▸ The exercise: Give the lines of the listing below as a JSON list of strings, one string per line. Begin at the line that has "for car rear" and stop after the line that has "[302,118,365,126]", including both of those lines, skipping blank lines and leaving out any picture.

▸ Listed records:
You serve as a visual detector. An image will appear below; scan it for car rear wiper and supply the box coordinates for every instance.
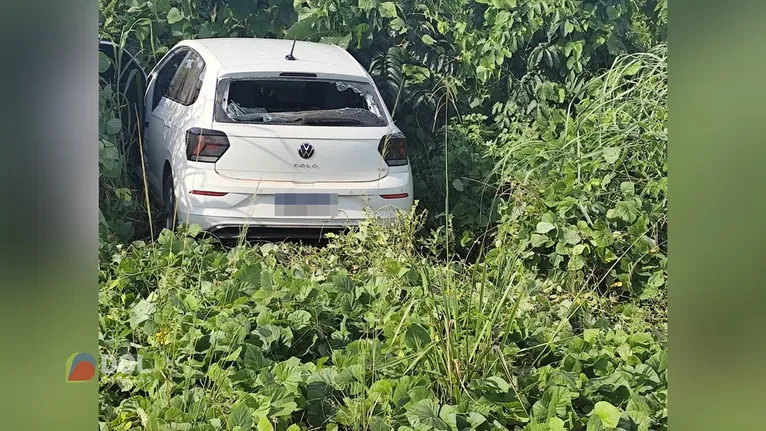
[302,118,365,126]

==

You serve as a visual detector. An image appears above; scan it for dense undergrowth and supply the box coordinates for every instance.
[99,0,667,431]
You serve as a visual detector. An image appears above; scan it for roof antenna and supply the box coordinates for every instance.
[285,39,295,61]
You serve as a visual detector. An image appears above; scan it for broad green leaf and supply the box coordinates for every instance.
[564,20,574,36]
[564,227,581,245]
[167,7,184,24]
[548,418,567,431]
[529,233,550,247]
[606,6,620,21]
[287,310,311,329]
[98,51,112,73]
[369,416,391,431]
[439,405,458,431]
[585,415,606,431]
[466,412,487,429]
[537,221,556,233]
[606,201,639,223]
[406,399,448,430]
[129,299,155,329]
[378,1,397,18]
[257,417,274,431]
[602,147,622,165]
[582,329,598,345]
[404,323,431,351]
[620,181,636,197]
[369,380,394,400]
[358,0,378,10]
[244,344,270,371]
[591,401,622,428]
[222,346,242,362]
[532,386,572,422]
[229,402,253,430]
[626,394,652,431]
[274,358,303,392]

==

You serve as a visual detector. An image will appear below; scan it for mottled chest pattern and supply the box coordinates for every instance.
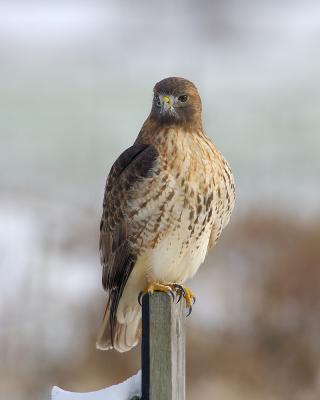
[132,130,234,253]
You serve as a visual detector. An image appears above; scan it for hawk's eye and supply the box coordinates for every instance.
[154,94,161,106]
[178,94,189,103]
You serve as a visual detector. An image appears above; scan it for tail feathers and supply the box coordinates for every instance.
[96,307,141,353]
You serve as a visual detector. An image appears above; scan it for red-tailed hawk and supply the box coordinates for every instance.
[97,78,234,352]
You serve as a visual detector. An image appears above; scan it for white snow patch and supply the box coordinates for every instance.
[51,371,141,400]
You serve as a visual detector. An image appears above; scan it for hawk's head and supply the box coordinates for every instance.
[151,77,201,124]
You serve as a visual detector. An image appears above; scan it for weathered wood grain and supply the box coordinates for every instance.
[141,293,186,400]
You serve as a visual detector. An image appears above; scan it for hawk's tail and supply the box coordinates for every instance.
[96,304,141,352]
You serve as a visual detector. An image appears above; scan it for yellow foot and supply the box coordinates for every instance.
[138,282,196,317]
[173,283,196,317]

▸ Written solution:
[
  "You serve as a visual detector. An image will appear below; scan it for car rear wiper and supply the box coordinates for every instance.",
  "[302,118,365,126]"
]